▶ TASK A
List every XML tag name that appears in the sample annotation in the Kindred documentation excerpt.
▶ TASK B
Transcribe the Kindred documentation excerpt word for word, starting with "To load a whole" and going on through "an id attribute.".
(SELECTED TEXT Opens)
To load a whole directory of BioC XML files, use the code below. This will create a single kindred.Corpus file with each passage found in all XML files in the directory turned a kindred.Document entity.

corpus = kindred.load('bioc','example')

Simple Tag format¶

This format is not designed for production-use but for illustration and testing purposes. It is Kindred-specific. It is an XML-based format that keeps all annotations inline, to make it easier to see which entities are annotated. A relation tag provides a relation annotation and must have a type attribute. All other attributes are assumed to be relation argument. Any non-relation tag is assumed to be an entity annotation and must wrap around text. It must also have an id attribute.

Example file: example.simple

The <disease id="T1">colorectal cancer</disease> was caused by mutations in <gene id="T2">APC</gene>
<relation type="causes" subj="T2" obj="T1" />

It is most useful for quickly creating examples for testing. For example, the code below creates a kindred.Corpus with a single document of the associated text and annotations.
(SELECTED TEXT Closes)
(SUPPLIED RECORDS Opens)
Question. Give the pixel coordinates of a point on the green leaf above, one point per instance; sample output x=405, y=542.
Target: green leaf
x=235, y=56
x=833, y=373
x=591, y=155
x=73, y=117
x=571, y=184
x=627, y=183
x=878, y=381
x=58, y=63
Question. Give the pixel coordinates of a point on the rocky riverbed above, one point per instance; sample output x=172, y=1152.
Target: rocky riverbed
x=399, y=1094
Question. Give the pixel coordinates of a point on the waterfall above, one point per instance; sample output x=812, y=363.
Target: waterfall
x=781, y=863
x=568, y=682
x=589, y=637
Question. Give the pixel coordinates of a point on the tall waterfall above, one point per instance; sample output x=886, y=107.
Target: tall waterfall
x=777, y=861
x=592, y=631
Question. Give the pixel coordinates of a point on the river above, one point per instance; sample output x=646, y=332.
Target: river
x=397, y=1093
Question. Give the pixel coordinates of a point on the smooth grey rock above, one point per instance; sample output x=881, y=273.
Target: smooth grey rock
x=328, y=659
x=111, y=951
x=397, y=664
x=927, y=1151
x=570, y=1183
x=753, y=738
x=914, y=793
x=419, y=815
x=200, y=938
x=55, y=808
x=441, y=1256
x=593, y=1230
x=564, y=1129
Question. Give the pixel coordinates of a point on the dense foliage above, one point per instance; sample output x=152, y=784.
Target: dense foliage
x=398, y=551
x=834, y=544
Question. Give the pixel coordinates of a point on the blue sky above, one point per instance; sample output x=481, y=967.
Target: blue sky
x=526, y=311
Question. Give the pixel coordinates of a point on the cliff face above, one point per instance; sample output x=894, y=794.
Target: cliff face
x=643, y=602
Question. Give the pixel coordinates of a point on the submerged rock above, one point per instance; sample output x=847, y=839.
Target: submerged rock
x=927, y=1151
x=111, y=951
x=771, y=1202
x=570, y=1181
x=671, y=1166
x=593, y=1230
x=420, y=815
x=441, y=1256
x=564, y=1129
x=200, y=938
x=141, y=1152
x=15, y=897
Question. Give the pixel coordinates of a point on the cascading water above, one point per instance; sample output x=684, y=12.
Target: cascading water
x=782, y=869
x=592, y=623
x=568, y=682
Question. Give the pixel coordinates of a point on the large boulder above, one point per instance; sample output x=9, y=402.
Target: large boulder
(SUPPLIED RECORDS Closes)
▶ EXPECTED ANSWER A
disease, gene, relation

▶ EXPECTED ANSWER B
To load a whole directory of BioC XML files, use the code below. This will create a single kindred.Corpus file with each passage found in all XML files in the directory turned a kindred.Document entity.

corpus = kindred.load('bioc','example')

Simple Tag format¶

This format is not designed for production-use but for illustration and testing purposes. It is Kindred-specific. It is an XML-based format that keeps all annotations inline, to make it easier to see which entities are annotated. A relation tag provides a relation annotation and must have a type attribute. All other attributes are assumed to be relation argument. Any non-relation tag is assumed to be an entity annotation and must wrap around text. It must also have an id attribute.